(Records excerpted from a collection)
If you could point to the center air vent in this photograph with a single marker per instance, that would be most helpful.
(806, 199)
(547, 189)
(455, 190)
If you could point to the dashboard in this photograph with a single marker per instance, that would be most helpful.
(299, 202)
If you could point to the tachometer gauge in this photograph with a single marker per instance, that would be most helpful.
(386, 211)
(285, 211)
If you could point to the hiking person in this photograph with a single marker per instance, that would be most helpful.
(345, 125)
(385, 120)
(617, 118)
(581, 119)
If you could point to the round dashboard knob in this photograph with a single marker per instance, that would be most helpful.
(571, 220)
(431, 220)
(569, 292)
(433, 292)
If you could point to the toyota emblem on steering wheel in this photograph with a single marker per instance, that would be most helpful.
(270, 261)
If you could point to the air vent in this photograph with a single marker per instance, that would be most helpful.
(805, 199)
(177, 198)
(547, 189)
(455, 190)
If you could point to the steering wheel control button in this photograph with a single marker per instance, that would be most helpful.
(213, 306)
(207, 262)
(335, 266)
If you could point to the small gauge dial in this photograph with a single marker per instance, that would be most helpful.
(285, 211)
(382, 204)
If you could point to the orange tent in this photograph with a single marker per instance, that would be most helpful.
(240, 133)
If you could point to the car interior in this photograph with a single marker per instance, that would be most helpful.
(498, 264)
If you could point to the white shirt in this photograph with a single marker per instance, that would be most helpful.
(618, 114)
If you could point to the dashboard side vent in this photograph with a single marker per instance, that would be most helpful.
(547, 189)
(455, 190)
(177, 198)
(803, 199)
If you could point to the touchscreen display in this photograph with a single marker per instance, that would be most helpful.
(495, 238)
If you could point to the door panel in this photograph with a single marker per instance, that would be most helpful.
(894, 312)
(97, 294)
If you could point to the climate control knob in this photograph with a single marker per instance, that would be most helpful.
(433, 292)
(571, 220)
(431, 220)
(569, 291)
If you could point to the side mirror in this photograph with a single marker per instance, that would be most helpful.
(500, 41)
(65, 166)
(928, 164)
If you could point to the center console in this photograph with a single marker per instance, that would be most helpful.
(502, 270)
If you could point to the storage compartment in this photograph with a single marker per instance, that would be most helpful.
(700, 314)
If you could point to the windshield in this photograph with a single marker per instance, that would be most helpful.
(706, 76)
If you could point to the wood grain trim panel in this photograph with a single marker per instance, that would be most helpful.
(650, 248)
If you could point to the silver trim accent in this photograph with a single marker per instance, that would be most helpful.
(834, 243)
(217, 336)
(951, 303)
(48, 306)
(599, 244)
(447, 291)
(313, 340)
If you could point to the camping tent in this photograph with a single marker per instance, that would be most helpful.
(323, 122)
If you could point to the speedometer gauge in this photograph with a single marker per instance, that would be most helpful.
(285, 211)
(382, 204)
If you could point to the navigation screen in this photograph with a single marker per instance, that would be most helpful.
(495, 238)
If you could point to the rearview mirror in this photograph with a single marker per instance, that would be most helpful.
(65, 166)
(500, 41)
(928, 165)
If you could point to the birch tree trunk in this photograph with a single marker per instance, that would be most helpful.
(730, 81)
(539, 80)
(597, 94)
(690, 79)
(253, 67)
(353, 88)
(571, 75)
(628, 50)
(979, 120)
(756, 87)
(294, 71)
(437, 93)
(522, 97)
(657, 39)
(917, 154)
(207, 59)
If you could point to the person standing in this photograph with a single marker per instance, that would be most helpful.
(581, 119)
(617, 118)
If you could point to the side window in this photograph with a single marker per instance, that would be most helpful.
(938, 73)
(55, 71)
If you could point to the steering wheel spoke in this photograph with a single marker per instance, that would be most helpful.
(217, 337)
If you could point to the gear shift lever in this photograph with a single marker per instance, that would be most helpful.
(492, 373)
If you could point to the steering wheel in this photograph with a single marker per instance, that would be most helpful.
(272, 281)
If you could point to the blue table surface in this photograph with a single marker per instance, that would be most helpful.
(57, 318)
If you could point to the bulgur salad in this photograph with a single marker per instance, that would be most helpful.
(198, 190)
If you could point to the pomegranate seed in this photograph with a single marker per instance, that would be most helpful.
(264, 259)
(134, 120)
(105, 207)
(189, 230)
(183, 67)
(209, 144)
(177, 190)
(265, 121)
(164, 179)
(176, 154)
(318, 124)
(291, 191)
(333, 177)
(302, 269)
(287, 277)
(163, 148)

**Exercise aim:** Copy out the listing above verbatim, from the line containing "If you could point to the blue" through the end of the listing.

**Correct answer:**
If you could point to the blue table surface in this photograph with a single marker per instance, that would be most helpful.
(57, 318)
If you could point to the bulgur salad in this photograph with a single marker per instance, that would be most helpful.
(198, 190)
If you could point to the pomegranate seed in this photograph with a single marker per instance, that would be most helpful.
(264, 259)
(134, 120)
(105, 207)
(189, 230)
(183, 67)
(209, 144)
(177, 190)
(265, 121)
(164, 179)
(176, 154)
(318, 124)
(291, 191)
(333, 177)
(302, 269)
(287, 277)
(163, 148)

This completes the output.